--- What you should do ---
Each line from the one containing "Query: wooded hillside" through the last line of the data below should be printed exactly, please, with any pictures omitted.

--- Provided data ---
'''

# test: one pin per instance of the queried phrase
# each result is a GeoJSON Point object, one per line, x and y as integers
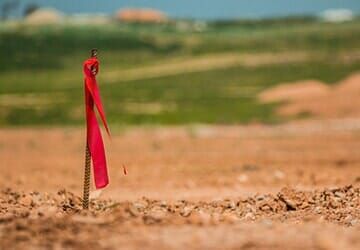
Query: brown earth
{"type": "Point", "coordinates": [316, 98]}
{"type": "Point", "coordinates": [292, 186]}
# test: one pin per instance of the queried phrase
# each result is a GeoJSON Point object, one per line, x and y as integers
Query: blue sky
{"type": "Point", "coordinates": [205, 9]}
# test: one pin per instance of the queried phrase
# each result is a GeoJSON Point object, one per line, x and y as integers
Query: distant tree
{"type": "Point", "coordinates": [7, 7]}
{"type": "Point", "coordinates": [30, 8]}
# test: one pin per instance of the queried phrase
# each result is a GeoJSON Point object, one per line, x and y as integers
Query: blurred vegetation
{"type": "Point", "coordinates": [41, 77]}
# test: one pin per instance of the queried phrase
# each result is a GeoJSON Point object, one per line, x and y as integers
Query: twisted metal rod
{"type": "Point", "coordinates": [87, 175]}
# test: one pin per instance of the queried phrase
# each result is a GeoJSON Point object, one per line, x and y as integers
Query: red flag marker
{"type": "Point", "coordinates": [125, 170]}
{"type": "Point", "coordinates": [94, 140]}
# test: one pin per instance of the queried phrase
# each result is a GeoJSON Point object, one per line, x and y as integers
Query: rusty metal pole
{"type": "Point", "coordinates": [87, 175]}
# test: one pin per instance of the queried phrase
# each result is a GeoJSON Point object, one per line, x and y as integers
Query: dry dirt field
{"type": "Point", "coordinates": [292, 186]}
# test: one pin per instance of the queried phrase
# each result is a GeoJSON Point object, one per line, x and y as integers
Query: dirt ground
{"type": "Point", "coordinates": [292, 186]}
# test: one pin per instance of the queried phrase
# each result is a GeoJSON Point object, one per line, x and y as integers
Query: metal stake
{"type": "Point", "coordinates": [87, 175]}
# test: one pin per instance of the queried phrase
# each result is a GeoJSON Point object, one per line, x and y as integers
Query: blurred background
{"type": "Point", "coordinates": [178, 62]}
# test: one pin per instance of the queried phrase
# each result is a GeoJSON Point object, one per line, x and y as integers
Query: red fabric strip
{"type": "Point", "coordinates": [94, 138]}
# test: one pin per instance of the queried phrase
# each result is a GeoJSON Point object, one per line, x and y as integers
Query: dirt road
{"type": "Point", "coordinates": [293, 186]}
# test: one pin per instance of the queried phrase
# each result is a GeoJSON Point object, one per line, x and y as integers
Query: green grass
{"type": "Point", "coordinates": [41, 78]}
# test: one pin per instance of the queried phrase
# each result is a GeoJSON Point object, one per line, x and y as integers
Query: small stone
{"type": "Point", "coordinates": [26, 201]}
{"type": "Point", "coordinates": [242, 178]}
{"type": "Point", "coordinates": [354, 222]}
{"type": "Point", "coordinates": [340, 194]}
{"type": "Point", "coordinates": [249, 216]}
{"type": "Point", "coordinates": [186, 211]}
{"type": "Point", "coordinates": [279, 175]}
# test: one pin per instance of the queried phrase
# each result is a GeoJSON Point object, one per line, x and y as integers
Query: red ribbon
{"type": "Point", "coordinates": [94, 139]}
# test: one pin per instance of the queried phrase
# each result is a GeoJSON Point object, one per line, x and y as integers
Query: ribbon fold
{"type": "Point", "coordinates": [93, 134]}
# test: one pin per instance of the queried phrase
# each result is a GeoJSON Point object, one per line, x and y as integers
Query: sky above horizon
{"type": "Point", "coordinates": [203, 9]}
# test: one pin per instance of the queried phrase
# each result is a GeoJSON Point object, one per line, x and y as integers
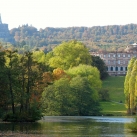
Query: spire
{"type": "Point", "coordinates": [0, 19]}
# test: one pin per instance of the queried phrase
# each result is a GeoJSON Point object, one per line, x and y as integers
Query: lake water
{"type": "Point", "coordinates": [70, 126]}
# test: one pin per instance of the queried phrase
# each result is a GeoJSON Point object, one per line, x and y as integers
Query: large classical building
{"type": "Point", "coordinates": [5, 33]}
{"type": "Point", "coordinates": [117, 61]}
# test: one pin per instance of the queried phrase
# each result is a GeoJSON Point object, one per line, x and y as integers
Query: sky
{"type": "Point", "coordinates": [68, 13]}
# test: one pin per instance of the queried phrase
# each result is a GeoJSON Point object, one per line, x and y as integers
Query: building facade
{"type": "Point", "coordinates": [5, 33]}
{"type": "Point", "coordinates": [117, 61]}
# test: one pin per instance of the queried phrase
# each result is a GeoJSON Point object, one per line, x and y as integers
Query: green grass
{"type": "Point", "coordinates": [115, 86]}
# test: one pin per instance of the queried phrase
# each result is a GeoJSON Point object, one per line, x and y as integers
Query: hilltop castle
{"type": "Point", "coordinates": [4, 32]}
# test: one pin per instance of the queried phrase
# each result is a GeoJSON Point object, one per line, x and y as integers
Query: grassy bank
{"type": "Point", "coordinates": [115, 106]}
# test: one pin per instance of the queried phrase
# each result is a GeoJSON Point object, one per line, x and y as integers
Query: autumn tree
{"type": "Point", "coordinates": [69, 54]}
{"type": "Point", "coordinates": [129, 85]}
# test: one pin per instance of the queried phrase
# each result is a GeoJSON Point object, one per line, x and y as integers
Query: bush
{"type": "Point", "coordinates": [104, 95]}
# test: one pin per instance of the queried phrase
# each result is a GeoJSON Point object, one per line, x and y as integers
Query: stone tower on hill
{"type": "Point", "coordinates": [4, 32]}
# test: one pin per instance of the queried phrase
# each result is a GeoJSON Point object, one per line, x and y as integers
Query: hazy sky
{"type": "Point", "coordinates": [68, 13]}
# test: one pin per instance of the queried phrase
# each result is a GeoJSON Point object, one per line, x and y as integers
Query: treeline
{"type": "Point", "coordinates": [65, 81]}
{"type": "Point", "coordinates": [130, 87]}
{"type": "Point", "coordinates": [97, 37]}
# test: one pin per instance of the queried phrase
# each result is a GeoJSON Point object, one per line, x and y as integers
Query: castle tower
{"type": "Point", "coordinates": [0, 19]}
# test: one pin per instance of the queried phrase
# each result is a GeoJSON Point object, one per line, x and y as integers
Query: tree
{"type": "Point", "coordinates": [69, 54]}
{"type": "Point", "coordinates": [73, 95]}
{"type": "Point", "coordinates": [56, 98]}
{"type": "Point", "coordinates": [85, 99]}
{"type": "Point", "coordinates": [132, 91]}
{"type": "Point", "coordinates": [99, 63]}
{"type": "Point", "coordinates": [10, 74]}
{"type": "Point", "coordinates": [126, 85]}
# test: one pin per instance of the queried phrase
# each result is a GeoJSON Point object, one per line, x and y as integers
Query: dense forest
{"type": "Point", "coordinates": [64, 81]}
{"type": "Point", "coordinates": [95, 38]}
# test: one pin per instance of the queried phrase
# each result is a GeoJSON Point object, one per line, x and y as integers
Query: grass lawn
{"type": "Point", "coordinates": [115, 86]}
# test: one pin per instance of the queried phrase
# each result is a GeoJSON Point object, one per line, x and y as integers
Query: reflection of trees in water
{"type": "Point", "coordinates": [65, 126]}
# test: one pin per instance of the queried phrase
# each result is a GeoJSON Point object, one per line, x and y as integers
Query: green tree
{"type": "Point", "coordinates": [126, 85]}
{"type": "Point", "coordinates": [85, 100]}
{"type": "Point", "coordinates": [99, 63]}
{"type": "Point", "coordinates": [10, 74]}
{"type": "Point", "coordinates": [69, 54]}
{"type": "Point", "coordinates": [132, 91]}
{"type": "Point", "coordinates": [56, 98]}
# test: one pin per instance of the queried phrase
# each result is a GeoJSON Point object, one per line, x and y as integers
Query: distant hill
{"type": "Point", "coordinates": [97, 37]}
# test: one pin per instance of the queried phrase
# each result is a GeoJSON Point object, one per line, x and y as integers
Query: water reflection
{"type": "Point", "coordinates": [71, 126]}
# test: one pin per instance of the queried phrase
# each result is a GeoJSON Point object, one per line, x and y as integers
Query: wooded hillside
{"type": "Point", "coordinates": [97, 37]}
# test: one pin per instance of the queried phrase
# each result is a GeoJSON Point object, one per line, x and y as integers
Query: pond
{"type": "Point", "coordinates": [70, 126]}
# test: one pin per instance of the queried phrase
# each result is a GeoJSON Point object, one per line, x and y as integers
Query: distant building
{"type": "Point", "coordinates": [4, 32]}
{"type": "Point", "coordinates": [117, 61]}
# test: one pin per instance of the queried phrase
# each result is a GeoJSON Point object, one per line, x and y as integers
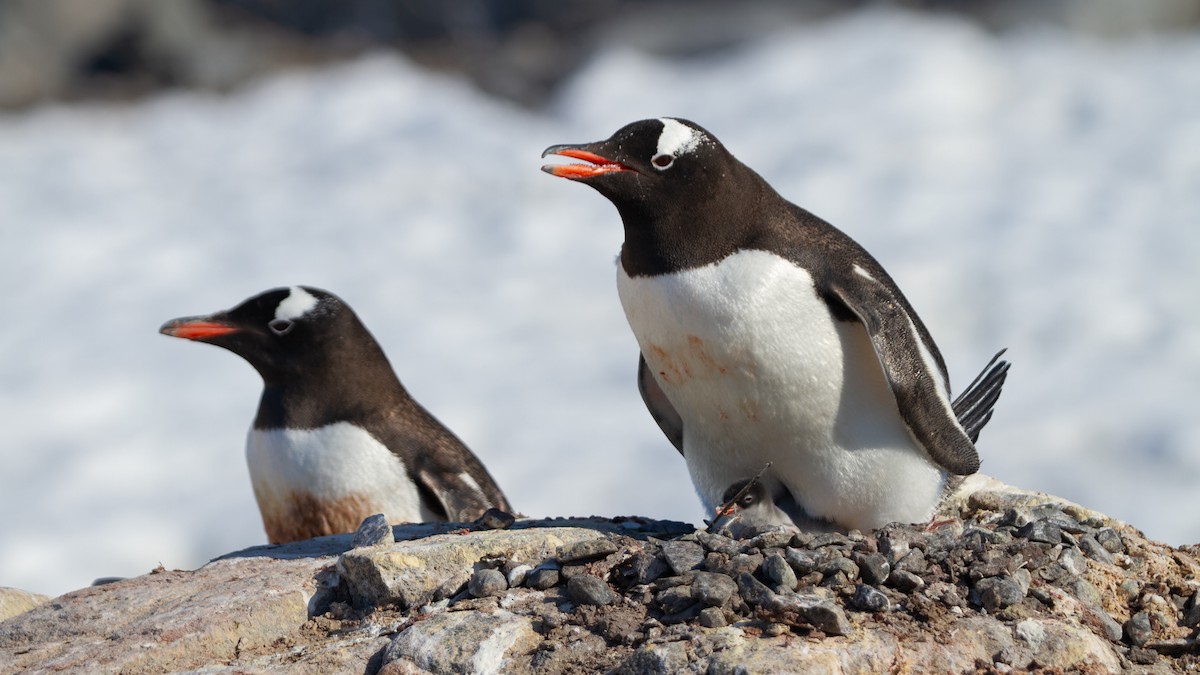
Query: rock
{"type": "Point", "coordinates": [1138, 629]}
{"type": "Point", "coordinates": [373, 531]}
{"type": "Point", "coordinates": [591, 590]}
{"type": "Point", "coordinates": [412, 573]}
{"type": "Point", "coordinates": [712, 589]}
{"type": "Point", "coordinates": [460, 641]}
{"type": "Point", "coordinates": [778, 572]}
{"type": "Point", "coordinates": [905, 581]}
{"type": "Point", "coordinates": [15, 601]}
{"type": "Point", "coordinates": [486, 583]}
{"type": "Point", "coordinates": [873, 568]}
{"type": "Point", "coordinates": [496, 519]}
{"type": "Point", "coordinates": [589, 549]}
{"type": "Point", "coordinates": [869, 598]}
{"type": "Point", "coordinates": [712, 617]}
{"type": "Point", "coordinates": [294, 609]}
{"type": "Point", "coordinates": [997, 592]}
{"type": "Point", "coordinates": [683, 556]}
{"type": "Point", "coordinates": [543, 577]}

'''

--- The answer ---
Query: wooded hillside
{"type": "Point", "coordinates": [97, 37]}
# test: one pin per instance of the queried phrase
# each result is a GeoJSON Point object, one per line, x and y as integers
Query: pond
{"type": "Point", "coordinates": [70, 126]}
# test: one pin per instance of the queried phrase
# each result is a GeoJSON Point object, one per line, x and y as integers
Query: distant building
{"type": "Point", "coordinates": [4, 32]}
{"type": "Point", "coordinates": [117, 61]}
# test: one pin per instance of the queried phrase
# each result is a GeoJSON Point object, one per line, x and y as integers
Query: rock
{"type": "Point", "coordinates": [1138, 629]}
{"type": "Point", "coordinates": [373, 531]}
{"type": "Point", "coordinates": [591, 590]}
{"type": "Point", "coordinates": [412, 573]}
{"type": "Point", "coordinates": [712, 589]}
{"type": "Point", "coordinates": [460, 641]}
{"type": "Point", "coordinates": [778, 572]}
{"type": "Point", "coordinates": [905, 581]}
{"type": "Point", "coordinates": [15, 601]}
{"type": "Point", "coordinates": [486, 583]}
{"type": "Point", "coordinates": [873, 568]}
{"type": "Point", "coordinates": [496, 519]}
{"type": "Point", "coordinates": [589, 549]}
{"type": "Point", "coordinates": [869, 598]}
{"type": "Point", "coordinates": [712, 617]}
{"type": "Point", "coordinates": [294, 609]}
{"type": "Point", "coordinates": [997, 592]}
{"type": "Point", "coordinates": [683, 556]}
{"type": "Point", "coordinates": [543, 577]}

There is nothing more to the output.